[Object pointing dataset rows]
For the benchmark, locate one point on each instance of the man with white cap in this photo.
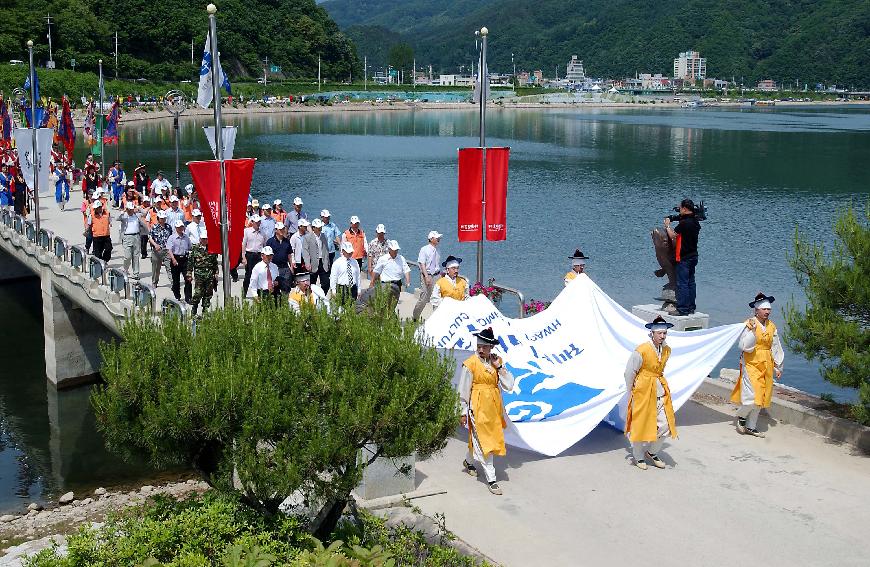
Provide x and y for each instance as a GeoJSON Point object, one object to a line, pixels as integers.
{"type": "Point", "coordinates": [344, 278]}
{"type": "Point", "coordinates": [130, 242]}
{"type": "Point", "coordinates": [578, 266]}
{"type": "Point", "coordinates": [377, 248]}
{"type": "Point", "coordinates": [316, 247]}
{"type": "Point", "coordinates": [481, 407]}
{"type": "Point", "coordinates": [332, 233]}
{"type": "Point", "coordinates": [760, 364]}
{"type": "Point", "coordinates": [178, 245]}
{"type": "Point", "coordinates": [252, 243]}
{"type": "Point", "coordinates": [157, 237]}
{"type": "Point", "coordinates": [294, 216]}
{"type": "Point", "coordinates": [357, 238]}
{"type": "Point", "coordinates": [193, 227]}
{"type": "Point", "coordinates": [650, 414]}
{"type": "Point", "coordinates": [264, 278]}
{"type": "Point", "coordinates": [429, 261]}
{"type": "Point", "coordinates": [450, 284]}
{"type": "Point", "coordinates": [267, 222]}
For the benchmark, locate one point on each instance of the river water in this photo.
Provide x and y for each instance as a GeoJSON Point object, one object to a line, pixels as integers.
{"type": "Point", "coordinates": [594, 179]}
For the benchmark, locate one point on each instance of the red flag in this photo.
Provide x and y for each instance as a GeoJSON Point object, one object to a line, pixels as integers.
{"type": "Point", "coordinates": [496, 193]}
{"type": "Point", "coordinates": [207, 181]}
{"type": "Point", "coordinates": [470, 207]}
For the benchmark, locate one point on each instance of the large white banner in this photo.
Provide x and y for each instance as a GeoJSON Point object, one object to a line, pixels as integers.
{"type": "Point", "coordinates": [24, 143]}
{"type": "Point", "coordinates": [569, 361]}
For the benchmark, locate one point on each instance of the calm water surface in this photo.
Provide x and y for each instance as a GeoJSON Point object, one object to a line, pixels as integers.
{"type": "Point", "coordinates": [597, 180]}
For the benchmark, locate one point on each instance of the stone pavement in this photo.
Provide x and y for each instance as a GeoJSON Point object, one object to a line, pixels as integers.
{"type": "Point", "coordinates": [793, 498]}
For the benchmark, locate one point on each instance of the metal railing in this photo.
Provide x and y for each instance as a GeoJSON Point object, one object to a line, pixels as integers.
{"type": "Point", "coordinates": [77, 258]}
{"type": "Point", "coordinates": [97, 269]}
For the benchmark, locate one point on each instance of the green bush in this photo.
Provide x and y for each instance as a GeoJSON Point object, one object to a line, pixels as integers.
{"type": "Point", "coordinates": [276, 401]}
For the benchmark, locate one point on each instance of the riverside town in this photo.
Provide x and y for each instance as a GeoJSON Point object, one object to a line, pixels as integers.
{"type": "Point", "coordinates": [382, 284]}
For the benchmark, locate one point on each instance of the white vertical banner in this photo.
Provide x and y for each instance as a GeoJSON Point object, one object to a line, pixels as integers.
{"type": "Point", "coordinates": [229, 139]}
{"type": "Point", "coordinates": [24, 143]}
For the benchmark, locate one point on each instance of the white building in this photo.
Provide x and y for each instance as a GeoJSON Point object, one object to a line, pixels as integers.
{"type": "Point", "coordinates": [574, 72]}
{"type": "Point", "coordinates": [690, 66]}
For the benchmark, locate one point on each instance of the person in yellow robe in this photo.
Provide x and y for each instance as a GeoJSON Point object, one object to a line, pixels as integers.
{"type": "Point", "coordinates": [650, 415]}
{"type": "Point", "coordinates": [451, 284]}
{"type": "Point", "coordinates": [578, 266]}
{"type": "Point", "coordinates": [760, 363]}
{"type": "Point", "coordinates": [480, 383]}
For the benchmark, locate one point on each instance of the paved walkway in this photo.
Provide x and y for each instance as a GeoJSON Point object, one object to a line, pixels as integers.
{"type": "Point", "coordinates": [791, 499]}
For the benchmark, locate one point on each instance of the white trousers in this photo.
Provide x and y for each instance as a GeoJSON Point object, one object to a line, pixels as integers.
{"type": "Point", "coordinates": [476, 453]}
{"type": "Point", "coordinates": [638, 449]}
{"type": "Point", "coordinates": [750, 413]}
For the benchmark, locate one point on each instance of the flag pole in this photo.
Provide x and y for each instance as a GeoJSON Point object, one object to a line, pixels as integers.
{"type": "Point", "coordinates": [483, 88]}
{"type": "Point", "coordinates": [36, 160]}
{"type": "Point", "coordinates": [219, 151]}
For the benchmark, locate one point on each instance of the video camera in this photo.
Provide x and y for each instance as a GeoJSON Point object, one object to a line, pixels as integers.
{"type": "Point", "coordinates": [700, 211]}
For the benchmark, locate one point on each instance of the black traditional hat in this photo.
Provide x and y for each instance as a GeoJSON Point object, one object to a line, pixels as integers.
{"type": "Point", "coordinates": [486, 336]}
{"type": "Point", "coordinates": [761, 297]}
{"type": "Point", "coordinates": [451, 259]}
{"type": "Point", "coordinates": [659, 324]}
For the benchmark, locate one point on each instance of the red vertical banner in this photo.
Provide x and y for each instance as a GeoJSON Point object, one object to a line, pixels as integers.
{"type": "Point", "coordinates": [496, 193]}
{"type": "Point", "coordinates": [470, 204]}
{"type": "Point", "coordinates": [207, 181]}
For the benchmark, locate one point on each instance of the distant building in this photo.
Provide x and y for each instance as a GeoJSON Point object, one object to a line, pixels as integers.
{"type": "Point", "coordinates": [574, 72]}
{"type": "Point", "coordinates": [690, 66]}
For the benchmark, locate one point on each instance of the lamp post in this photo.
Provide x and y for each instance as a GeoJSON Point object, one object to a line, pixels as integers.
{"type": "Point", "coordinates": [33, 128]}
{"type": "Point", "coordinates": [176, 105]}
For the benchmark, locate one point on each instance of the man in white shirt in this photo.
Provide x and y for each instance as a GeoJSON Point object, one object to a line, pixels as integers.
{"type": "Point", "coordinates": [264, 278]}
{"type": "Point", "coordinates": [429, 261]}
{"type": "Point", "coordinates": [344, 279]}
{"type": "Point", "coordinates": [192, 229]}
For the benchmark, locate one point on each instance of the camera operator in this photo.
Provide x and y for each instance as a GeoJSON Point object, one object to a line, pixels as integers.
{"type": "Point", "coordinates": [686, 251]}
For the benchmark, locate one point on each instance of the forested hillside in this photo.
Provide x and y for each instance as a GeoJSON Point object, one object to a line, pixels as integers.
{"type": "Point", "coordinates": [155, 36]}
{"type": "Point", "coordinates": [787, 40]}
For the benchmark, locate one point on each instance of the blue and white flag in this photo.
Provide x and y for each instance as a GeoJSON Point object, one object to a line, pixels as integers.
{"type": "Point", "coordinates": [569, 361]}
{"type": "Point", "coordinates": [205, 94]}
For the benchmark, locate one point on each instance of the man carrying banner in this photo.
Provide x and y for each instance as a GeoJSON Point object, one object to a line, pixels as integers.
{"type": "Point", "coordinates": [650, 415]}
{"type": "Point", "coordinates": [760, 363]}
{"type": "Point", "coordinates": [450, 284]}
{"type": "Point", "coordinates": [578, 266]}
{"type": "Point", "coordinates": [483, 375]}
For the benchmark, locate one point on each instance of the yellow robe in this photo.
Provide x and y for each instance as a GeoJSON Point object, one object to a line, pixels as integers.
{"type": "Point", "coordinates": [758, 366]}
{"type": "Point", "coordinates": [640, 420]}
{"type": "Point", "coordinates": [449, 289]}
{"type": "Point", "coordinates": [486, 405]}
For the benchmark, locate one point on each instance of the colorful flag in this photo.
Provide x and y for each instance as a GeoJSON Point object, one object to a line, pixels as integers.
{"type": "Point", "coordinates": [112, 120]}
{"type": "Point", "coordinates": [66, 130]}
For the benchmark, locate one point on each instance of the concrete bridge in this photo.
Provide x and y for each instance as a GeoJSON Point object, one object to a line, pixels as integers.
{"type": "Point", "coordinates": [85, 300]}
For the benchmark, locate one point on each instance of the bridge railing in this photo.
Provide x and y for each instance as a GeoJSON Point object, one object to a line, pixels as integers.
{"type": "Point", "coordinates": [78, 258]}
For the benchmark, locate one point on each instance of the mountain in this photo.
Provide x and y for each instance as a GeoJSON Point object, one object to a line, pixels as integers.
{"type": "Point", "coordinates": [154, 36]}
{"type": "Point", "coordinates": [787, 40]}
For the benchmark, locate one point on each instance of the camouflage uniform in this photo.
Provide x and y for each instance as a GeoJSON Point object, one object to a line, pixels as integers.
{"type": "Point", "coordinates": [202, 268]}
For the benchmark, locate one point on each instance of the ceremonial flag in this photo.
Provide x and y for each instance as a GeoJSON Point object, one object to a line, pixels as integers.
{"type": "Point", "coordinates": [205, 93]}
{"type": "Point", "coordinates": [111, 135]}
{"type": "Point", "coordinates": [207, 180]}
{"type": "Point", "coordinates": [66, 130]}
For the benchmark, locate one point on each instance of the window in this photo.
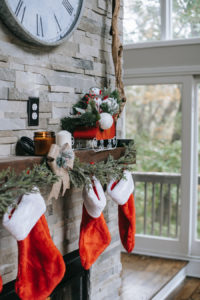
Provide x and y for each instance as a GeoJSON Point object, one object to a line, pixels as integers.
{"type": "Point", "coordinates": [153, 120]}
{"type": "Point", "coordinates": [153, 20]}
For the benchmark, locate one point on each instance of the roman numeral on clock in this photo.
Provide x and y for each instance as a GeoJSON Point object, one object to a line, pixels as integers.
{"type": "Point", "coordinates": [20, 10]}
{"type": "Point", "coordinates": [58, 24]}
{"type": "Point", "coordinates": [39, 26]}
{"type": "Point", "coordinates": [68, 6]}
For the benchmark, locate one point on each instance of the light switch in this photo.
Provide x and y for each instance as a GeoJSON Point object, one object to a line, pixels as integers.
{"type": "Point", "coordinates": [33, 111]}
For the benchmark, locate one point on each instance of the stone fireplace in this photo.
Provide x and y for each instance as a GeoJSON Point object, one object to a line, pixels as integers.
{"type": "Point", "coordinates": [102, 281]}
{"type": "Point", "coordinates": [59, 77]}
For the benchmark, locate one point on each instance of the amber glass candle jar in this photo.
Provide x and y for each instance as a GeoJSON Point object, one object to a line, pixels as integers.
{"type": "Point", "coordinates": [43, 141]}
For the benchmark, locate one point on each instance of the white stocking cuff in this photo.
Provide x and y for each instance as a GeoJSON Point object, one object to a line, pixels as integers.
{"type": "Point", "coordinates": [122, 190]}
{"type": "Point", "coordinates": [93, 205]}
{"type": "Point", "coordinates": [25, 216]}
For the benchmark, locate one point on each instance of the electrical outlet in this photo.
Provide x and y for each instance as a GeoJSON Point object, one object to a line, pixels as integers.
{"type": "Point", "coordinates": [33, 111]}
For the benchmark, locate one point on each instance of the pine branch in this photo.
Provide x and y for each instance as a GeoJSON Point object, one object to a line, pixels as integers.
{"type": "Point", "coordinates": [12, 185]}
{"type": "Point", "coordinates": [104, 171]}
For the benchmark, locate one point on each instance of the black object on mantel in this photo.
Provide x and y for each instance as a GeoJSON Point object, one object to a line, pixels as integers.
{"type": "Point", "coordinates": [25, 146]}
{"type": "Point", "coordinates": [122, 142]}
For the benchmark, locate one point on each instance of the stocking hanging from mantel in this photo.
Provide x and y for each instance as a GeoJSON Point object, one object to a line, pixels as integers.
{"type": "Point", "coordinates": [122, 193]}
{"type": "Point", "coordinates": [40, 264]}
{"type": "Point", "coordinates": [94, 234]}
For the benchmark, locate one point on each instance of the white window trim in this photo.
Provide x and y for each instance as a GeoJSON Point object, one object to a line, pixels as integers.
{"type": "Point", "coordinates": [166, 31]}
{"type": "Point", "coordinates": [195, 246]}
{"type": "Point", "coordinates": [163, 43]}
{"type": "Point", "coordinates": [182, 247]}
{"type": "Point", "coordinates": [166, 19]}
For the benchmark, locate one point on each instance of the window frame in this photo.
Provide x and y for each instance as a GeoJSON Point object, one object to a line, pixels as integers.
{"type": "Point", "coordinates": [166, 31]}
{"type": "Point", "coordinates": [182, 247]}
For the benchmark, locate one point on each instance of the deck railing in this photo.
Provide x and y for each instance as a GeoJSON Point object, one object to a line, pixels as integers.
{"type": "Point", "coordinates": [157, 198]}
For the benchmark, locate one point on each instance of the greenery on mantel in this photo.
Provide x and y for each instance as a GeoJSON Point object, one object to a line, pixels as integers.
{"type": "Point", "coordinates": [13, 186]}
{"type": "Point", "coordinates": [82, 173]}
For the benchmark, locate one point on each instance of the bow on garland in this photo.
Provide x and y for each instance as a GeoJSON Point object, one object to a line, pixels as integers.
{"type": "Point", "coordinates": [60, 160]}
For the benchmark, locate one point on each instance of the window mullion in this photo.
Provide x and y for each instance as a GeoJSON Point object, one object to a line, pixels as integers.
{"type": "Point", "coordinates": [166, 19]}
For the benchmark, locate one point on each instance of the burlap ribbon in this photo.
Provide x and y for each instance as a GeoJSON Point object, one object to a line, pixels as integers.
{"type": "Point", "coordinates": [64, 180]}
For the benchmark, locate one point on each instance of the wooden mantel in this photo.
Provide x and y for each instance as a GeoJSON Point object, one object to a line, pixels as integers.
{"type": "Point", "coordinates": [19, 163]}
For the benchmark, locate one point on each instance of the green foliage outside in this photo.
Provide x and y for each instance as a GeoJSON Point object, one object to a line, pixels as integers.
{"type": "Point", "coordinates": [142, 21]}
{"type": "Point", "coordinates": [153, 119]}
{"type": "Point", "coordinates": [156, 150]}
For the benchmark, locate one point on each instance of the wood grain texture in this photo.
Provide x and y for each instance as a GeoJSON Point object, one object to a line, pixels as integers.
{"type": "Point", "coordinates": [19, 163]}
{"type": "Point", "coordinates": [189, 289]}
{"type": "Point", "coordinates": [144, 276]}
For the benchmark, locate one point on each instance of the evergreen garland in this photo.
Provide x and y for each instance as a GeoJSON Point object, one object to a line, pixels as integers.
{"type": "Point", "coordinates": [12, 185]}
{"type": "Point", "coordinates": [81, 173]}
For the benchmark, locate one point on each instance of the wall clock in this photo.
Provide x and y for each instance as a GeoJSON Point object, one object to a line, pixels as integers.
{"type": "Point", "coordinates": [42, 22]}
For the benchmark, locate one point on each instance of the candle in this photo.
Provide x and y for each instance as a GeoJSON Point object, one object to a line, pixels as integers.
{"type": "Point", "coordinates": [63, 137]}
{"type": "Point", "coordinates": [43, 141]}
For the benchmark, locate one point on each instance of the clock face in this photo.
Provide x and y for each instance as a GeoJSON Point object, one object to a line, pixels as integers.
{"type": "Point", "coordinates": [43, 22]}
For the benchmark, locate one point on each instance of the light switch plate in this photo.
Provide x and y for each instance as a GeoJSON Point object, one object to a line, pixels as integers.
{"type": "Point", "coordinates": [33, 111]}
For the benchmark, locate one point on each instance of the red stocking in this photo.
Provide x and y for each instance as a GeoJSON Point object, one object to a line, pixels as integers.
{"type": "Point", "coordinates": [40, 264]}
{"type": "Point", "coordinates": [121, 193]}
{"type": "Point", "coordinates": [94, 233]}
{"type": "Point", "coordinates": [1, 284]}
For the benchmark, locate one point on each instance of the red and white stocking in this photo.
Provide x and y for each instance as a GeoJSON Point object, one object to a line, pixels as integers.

*Directive*
Retype nothing except the lines from the line holding "red stocking in this photo." through the last line of the entries, both included.

*Reply to the task*
For the benchmark, locate one point on each instance of the red stocking in this photo.
Provide x and y for each instance as a GeoJSON Point object, one object to a line, pixels as integers.
{"type": "Point", "coordinates": [40, 264]}
{"type": "Point", "coordinates": [121, 193]}
{"type": "Point", "coordinates": [94, 233]}
{"type": "Point", "coordinates": [1, 284]}
For the benchmark, locate one point on each instance of the red and white stocking in this photo.
Provide x and y for each instance as a GeoJSON Point object, one object to a line, pixels as integers.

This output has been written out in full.